▶ SELECTED PASSAGE:
This is with mechanical true. It runs on the GPU with mechanical false. I understand that the cuda build doesn't support mechanical, but should it segfault or just run with the mechanical calculations on the CPU. Basically, is this behavior expected?
Basically, is this behavior expected?
Yes, it is expected. We should check that you run on the CPU when mechanical is true. Just to be sure, it only fails when you set memory_space to default right? In your input file you have memory_space host which should always work. It is OK to build adamantine with CUDA support and not use it.
Here is a table of results for my recent GPU build.
| Build | mechanical | memory_space | wall time (s) |
|---|---|---|---|
| GPU configured (local non-nix build) | false | device | 12083 |
| GPU configured (local non-nix build) | false | host | 1763 |
| GPU configured (local non-nix build) | true | host | seg-fault |
| GPU configured (local non-nix build) | true | device | seg-fault |
| Nix build (not-GPU) | true | host | 2209 |
It seg-faults for both memory_space options with mechanical. That might indicate an issue with the build. The Nix build works just fine for this problem. Also, when running on the GPU things are really slow. The problem has about 11K cells.
The host build should always work. I'll try to reproduce the issue.
Also, when running on the GPU things are really slow.
The big issue with the GPU is that the heat source is computed on the host at every time step and then moved to the device. We started to work on fixing this issue last year https://github.com/adamantine-sim/adamantine/pull/282 but we ran out of funding before we had time to finish it.

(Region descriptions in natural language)
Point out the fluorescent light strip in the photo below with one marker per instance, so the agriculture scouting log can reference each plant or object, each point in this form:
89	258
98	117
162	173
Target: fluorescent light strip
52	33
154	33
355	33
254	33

▶ THE PROBLEM:
According to the adamantine thread, what is the big issue with running on the GPU? Use only the adamantine thread, not the listing, for what follows.

▶ EXERCISE SOLUTION:
The heat source is computed on the host at every time step and then moved to the device.